> Data records
====

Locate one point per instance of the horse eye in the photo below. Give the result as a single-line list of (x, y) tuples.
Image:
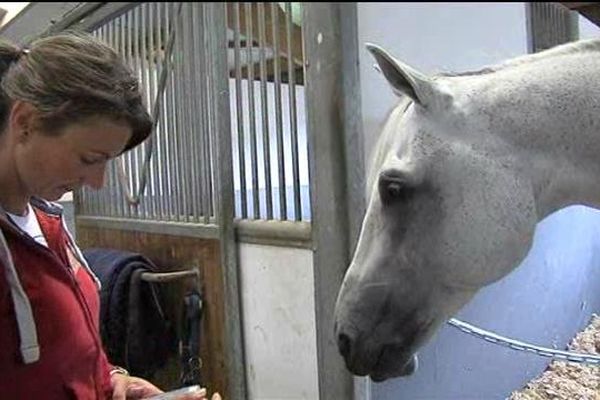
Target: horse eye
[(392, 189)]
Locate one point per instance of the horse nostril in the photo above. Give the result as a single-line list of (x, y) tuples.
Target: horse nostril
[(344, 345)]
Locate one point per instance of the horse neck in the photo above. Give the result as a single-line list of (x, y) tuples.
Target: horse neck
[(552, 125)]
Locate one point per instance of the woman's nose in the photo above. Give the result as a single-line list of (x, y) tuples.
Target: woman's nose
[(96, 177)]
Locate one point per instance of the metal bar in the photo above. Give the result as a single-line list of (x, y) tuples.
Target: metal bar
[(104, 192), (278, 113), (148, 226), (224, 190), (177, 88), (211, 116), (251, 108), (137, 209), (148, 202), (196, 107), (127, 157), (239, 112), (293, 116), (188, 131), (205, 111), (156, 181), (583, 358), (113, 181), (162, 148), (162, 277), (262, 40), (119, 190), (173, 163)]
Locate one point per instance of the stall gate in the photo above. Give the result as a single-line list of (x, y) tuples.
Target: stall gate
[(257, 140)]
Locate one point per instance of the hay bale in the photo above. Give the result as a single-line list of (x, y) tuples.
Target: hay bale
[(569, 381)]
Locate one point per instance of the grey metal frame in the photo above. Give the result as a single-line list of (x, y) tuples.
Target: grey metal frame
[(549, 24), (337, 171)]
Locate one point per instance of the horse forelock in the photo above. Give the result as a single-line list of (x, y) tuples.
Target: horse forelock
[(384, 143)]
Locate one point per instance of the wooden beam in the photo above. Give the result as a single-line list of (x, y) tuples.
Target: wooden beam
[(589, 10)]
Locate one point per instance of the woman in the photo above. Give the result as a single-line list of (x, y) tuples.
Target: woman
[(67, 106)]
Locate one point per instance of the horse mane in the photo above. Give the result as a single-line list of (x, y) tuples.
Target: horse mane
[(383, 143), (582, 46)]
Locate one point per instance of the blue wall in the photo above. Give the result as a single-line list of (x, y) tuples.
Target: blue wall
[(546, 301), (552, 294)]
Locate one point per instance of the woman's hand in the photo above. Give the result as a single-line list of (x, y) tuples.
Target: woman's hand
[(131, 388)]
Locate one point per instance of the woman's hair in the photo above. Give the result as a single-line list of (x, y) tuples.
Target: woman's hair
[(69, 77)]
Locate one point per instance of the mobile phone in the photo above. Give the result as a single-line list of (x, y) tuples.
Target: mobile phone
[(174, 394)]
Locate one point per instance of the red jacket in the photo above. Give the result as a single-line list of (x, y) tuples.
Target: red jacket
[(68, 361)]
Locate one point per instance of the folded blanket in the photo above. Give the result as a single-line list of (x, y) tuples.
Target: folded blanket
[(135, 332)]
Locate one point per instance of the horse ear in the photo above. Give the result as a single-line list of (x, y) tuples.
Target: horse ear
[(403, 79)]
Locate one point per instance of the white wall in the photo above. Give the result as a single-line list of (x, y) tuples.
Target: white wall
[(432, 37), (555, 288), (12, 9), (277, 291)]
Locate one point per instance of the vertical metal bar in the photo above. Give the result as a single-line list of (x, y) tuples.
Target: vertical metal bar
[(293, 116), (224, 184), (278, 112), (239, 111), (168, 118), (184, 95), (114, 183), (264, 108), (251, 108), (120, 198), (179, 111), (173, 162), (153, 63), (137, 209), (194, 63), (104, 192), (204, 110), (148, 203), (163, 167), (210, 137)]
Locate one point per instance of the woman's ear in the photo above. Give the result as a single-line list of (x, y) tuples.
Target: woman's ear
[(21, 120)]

====

> Goal of the exercise
If a record contains a picture, leave the picture out and return everything else exactly.

> Solution to the exercise
Locate one point per instance of the horse eye in the photo below. Give the result as a single-line list of (x, y) tuples.
Image:
Target: horse eye
[(392, 189)]
Locate one point per instance of the horse nostril in the photo above. Give the result as a single-line list of (x, y) tuples.
Target: horse nostril
[(344, 345)]
Locate one point per instance of the horse neck in the photo above. Give the result as a single-line list of (x, y) tuples.
Target: horse neck
[(552, 125)]
Locate one point per instance of the woman's nose in the photo above. Give the result as a single-line list of (x, y) tuples.
Target: woman's nose
[(96, 177)]
Locate one point per instance of the metal bar in the photo above. Give the result as a single-line list of (x, y) tuples.
Target: metal bar
[(104, 192), (278, 113), (148, 226), (224, 190), (177, 88), (211, 116), (251, 108), (137, 209), (148, 202), (196, 107), (127, 157), (239, 112), (293, 116), (188, 131), (205, 111), (156, 181), (583, 358), (113, 181), (162, 148), (162, 277), (262, 40), (119, 190), (173, 163)]
Locate one point per instance of the stall gate in the photo above. Give the result as a single-line list of (x, y) tuples.
Target: stall gate
[(257, 140)]
Locate one point per instance of the hay bale in the photo above. Give the result as a single-line list of (x, y) tuples.
Target: hay bale
[(569, 381)]
Locate one point per instance of the grey metal frame in the photo above. Give the result as a single-line list of (x, y) tuples.
Target: grey metal frame
[(549, 24), (337, 171)]
Locate one point per instance of the horse forelock in the photo above. Give the result as a single-line list of (x, y) tuples.
Target: horse forelock
[(384, 143)]
Locate one point per instance of the wooden beam in the photo above. Give the result as a single-line list of (x, y) tuples.
Target: wooden beam
[(589, 10)]
Locate one point per instance of the woman in the photo above. Give the result as a single-line list of (x, y) tuples.
Target: woman
[(67, 106)]
Locate one point per instance of the horse mane in the photo above. Give the result as a single-line list of (x, y) tuples.
Target: horse mane
[(383, 143), (582, 46)]
Locate one point per instance of the blue wall in the photo above. Give the result as a single-line list of (x, y) tuples.
Target: blue wall
[(546, 301), (552, 294)]
Locate one point per instance of the woman's hand in the photo above. Give the result as a single-line list of (x, y) tuples.
Target: woman's hand
[(131, 388)]
Locate one point per instance of the woman's hair in the photo above. Give the result as a single-line list of (x, y) tuples.
Target: woman's hair
[(69, 77)]
Locate one point per instance of the mobile phone in the photo above. Give the result as a single-line list of (x, y) tuples.
Target: mobile phone
[(174, 394)]
Locate one point per instance of the red jacket in the photo above. Give the result as a single-line list of (x, y) tuples.
Target: red jacket
[(68, 361)]
Locate one point per instance of the folded blanket in the photo above. Give the result as a single-line list of (x, y) tuples.
Target: folded blanket
[(135, 332)]
Locate one point per instance of the horse ear in the photo above. Give the result as a single-line list of (x, y) tuples.
Target: horse ear
[(403, 79)]
Locate one point per instance of the white wall in the photo above. Give the result as a single-line list of (x, y) tuples.
Target: white wall
[(432, 37), (555, 288), (12, 9), (277, 291)]
Locate one point per instance of the vertical metal bar in the photo above. Give the result as a single-line list of (x, y) tuples.
Target: vertical metal bar
[(293, 116), (224, 184), (278, 112), (239, 111), (168, 118), (184, 95), (114, 183), (264, 108), (251, 108), (120, 198), (179, 111), (173, 162), (153, 63), (137, 209), (194, 63), (104, 192), (204, 110), (148, 203), (163, 167), (210, 137)]
Locate one point per instance of the woman's ear in the photo above. Give the result as a single-line list of (x, y) tuples.
Target: woman's ear
[(21, 120)]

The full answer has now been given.